┌─ DATASET RECORDS
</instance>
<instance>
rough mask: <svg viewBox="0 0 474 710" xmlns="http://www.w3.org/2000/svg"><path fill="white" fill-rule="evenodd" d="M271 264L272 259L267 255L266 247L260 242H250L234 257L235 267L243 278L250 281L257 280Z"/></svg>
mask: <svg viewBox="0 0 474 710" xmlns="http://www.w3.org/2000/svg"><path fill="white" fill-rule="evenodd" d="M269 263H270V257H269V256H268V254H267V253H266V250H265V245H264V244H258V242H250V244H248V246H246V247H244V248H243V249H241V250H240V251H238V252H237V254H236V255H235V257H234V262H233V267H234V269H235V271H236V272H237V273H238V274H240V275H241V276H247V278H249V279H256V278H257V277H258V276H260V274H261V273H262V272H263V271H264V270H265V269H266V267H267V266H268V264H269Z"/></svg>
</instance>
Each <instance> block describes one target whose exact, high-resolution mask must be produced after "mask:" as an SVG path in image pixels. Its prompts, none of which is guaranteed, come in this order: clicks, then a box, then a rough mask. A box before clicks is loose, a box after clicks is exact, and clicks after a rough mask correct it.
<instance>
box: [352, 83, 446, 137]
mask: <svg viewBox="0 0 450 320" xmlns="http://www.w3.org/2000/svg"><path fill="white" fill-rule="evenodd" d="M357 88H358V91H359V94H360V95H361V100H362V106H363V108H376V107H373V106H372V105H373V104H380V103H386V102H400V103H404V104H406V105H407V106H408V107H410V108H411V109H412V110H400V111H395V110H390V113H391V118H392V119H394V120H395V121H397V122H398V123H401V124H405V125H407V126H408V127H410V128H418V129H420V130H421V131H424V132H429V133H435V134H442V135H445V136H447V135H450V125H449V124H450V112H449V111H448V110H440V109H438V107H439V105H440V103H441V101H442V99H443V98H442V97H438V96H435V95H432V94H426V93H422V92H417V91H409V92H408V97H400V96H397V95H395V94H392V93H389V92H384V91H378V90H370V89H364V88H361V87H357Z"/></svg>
└─
• THE TASK:
Switch "rough" to "coarse" in the part of the records that opens at their first line and closes with the line containing "rough mask: <svg", and write that part out again with nothing else altered.

• COMPLETED EXERCISE:
</instance>
<instance>
coarse mask: <svg viewBox="0 0 474 710" xmlns="http://www.w3.org/2000/svg"><path fill="white" fill-rule="evenodd" d="M271 264L272 259L267 255L266 247L260 242H250L234 257L235 267L243 278L250 281L257 280Z"/></svg>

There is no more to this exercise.